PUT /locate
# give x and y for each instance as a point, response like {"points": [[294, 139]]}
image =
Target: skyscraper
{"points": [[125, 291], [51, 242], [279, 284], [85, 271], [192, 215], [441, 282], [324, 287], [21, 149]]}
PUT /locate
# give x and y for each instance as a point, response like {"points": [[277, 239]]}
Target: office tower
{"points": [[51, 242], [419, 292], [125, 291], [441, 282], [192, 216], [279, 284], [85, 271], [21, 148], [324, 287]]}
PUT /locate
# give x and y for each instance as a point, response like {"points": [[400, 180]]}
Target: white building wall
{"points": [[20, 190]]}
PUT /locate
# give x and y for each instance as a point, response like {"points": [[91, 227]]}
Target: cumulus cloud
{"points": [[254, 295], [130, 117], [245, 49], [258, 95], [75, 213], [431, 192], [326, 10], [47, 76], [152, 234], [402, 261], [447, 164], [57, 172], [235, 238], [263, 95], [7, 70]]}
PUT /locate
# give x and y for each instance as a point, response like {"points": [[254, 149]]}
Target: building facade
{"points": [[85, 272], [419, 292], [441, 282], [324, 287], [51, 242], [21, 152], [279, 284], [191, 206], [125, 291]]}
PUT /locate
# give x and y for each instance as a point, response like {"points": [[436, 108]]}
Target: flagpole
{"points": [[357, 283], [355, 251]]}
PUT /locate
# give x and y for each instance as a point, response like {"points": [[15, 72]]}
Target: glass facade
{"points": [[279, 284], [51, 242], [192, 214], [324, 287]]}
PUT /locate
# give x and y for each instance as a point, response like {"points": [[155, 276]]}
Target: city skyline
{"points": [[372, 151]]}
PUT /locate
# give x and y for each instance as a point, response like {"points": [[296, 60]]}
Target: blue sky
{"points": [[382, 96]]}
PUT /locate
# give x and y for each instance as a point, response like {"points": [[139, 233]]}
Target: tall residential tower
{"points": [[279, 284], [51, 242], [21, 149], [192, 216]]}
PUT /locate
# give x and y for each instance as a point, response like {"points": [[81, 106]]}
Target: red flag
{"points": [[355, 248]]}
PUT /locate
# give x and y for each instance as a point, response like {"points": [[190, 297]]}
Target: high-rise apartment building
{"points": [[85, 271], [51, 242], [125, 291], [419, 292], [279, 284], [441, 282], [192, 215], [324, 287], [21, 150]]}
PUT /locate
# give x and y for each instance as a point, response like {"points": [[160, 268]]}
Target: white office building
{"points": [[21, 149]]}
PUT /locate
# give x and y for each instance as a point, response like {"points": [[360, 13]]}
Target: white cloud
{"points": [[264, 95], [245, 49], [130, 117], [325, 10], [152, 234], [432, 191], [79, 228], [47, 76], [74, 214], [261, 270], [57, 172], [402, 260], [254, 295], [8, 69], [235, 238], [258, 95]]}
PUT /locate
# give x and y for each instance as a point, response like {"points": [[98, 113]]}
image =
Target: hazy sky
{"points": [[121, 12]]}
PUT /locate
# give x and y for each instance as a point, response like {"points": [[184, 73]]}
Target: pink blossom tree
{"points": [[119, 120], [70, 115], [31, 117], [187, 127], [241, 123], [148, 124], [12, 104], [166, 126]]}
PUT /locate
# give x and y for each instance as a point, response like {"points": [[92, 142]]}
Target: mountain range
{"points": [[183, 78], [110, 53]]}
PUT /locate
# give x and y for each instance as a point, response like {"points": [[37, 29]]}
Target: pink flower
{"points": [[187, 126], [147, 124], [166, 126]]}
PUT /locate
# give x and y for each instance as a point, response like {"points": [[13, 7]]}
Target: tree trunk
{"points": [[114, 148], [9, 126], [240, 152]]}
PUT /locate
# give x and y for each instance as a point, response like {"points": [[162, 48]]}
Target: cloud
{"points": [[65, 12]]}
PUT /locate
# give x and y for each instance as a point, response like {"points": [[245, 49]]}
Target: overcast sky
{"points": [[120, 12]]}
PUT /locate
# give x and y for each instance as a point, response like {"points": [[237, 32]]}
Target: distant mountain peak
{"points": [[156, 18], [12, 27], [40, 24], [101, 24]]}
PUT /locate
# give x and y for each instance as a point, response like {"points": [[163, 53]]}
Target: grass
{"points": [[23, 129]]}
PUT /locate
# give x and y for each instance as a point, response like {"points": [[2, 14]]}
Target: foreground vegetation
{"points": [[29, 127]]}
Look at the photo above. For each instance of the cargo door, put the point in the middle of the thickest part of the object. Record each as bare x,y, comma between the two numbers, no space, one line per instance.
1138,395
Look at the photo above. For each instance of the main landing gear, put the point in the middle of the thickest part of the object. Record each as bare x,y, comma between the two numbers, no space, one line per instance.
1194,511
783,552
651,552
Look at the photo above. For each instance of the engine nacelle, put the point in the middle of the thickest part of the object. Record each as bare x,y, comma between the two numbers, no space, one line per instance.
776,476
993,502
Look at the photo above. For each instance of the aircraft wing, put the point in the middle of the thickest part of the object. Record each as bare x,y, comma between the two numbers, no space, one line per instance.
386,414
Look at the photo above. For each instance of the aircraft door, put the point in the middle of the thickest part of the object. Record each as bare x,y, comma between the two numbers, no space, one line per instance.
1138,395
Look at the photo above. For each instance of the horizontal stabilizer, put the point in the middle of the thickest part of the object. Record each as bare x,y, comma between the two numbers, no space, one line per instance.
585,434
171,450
__________________________________________________
Task description: Repeat all the entries word for word.

Solution for this task:
PUT /locate
# give x and y for each instance as a point, response like {"points": [[294, 139]]}
image =
Target: skyscraper
{"points": [[125, 291], [51, 242], [279, 284], [85, 271], [192, 215], [441, 282], [324, 287], [21, 149]]}
PUT /locate
# give x and y for each instance as a point, response like {"points": [[277, 239]]}
Target: office tower
{"points": [[51, 242], [419, 292], [125, 291], [441, 282], [192, 216], [279, 284], [85, 271], [21, 148], [324, 287]]}
PUT /locate
# give x and y for each instance as a point, response like {"points": [[400, 180]]}
Target: white building wall
{"points": [[20, 190]]}
PUT /locate
# give x and y for each instance as a point, response like {"points": [[91, 227]]}
Target: cumulus cloud
{"points": [[254, 295], [130, 117], [245, 49], [258, 95], [75, 213], [431, 192], [326, 10], [47, 76], [152, 234], [402, 261], [447, 164], [57, 172], [235, 238], [263, 95], [7, 70]]}
PUT /locate
# give x and y for each instance as a point, response like {"points": [[254, 149]]}
Target: building facade
{"points": [[85, 272], [419, 292], [441, 282], [324, 287], [51, 242], [21, 152], [279, 284], [191, 206], [125, 291]]}
PUT /locate
# give x and y for each instance as a point, response like {"points": [[436, 108]]}
Target: flagpole
{"points": [[357, 283], [355, 251]]}
PUT /locate
# give x and y for each instance as a point, response like {"points": [[15, 72]]}
Target: glass facade
{"points": [[279, 284], [51, 242], [192, 214], [324, 287]]}
PUT /locate
# give x and y for each instance as a point, response like {"points": [[155, 276]]}
Target: city skyline
{"points": [[372, 151]]}
PUT /locate
# give x and y for each instance as a point, response like {"points": [[296, 60]]}
Target: blue sky
{"points": [[382, 96]]}
PUT /locate
# give x and y for each instance as a point, response like {"points": [[139, 233]]}
Target: tall residential tower
{"points": [[279, 284], [51, 242], [21, 149], [192, 216]]}
PUT /locate
# give x and y for each instance as a point, response like {"points": [[81, 106]]}
Target: red flag
{"points": [[355, 248]]}
PUT /locate
# give x and y for each instance as a point, response like {"points": [[190, 297]]}
Target: high-rise apartment building
{"points": [[85, 271], [51, 242], [125, 291], [419, 292], [279, 284], [441, 282], [192, 215], [324, 287], [21, 150]]}
PUT /locate
# give x and y for each instance as a point, response like {"points": [[160, 268]]}
Target: white office building
{"points": [[21, 149]]}
PUT /locate
# give x and y for each instance as a point, response like {"points": [[360, 13]]}
Target: white cloud
{"points": [[264, 95], [245, 49], [130, 117], [325, 10], [152, 234], [432, 191], [79, 228], [47, 76], [74, 214], [261, 270], [57, 172], [402, 260], [254, 295], [8, 69], [235, 238], [258, 95]]}
PUT /locate
# give x and y for each instance as a point, response like {"points": [[98, 113]]}
image =
Target: hazy sky
{"points": [[121, 12]]}
PUT /locate
# give x and y for each instance as a point, response like {"points": [[184, 73]]}
Target: pink blossom tree
{"points": [[119, 120], [70, 115], [31, 117], [187, 127], [241, 123], [148, 124], [12, 104], [166, 126]]}
PUT /locate
# give x and y for each instance as a point, response like {"points": [[92, 142]]}
Target: mountain range
{"points": [[183, 78], [110, 53]]}
PUT /locate
# give x and y for each instance as a point, response like {"points": [[37, 29]]}
Target: pink flower
{"points": [[187, 126], [147, 124], [166, 126]]}
PUT /locate
# give x and y for each instance as a point, response like {"points": [[13, 7]]}
Target: tree trunk
{"points": [[114, 148], [9, 126], [240, 152]]}
PUT /locate
# give x and y for each instance as a point, response like {"points": [[162, 48]]}
Target: cloud
{"points": [[65, 12]]}
PUT /locate
# give x and y for each instance as a point, response like {"points": [[245, 49]]}
Target: overcast sky
{"points": [[120, 12]]}
PUT /locate
# give x and y for each instance as a point, response like {"points": [[237, 32]]}
Target: distant mountain peak
{"points": [[156, 18], [12, 27], [40, 24], [101, 24]]}
PUT /locate
# give x and y for each instance as a point, response like {"points": [[163, 53]]}
Target: grass
{"points": [[23, 129]]}
PUT /locate
# give x and y for each instance as a point, response like {"points": [[2, 14]]}
Target: foreground vegetation
{"points": [[29, 127]]}
Look at the photo above. For each instance of the cargo door, put the point in the middle of the thickest part of the object. Record each as bare x,y, comma between the two numbers, no space, one line per instance.
1138,395
Look at the photo above. For each instance of the main landing gear, put the point in the middle of the thickest part of the object. Record each as bare x,y, comma between the two numbers, no space, one line per instance.
1194,511
783,552
651,552
Look at the photo above. For each instance of the engine nacelle, put the point in the middle of the thickest part of the object. Record each as bare x,y, comma between the two numbers, no space, one line per instance.
776,476
993,502
Look at the photo above. For each instance of the aircraft wing, put the point in the middle of the thickest part of the object. Record each as bare x,y, comma between the two numbers, no space, one line per instance.
386,414
Look at the photo above. For each instance of the aircraft door, put the point in the middle of the thickest part of the object. Record each as bare x,y, comma between the two numbers, no space, one line per instance.
1138,395
Look at the photo above. For each instance of the horizontal stabilizer, put the point in the middle of the thickest part of the object. Record each as bare x,y, comma between the two numbers, no space, one line per instance.
585,434
171,450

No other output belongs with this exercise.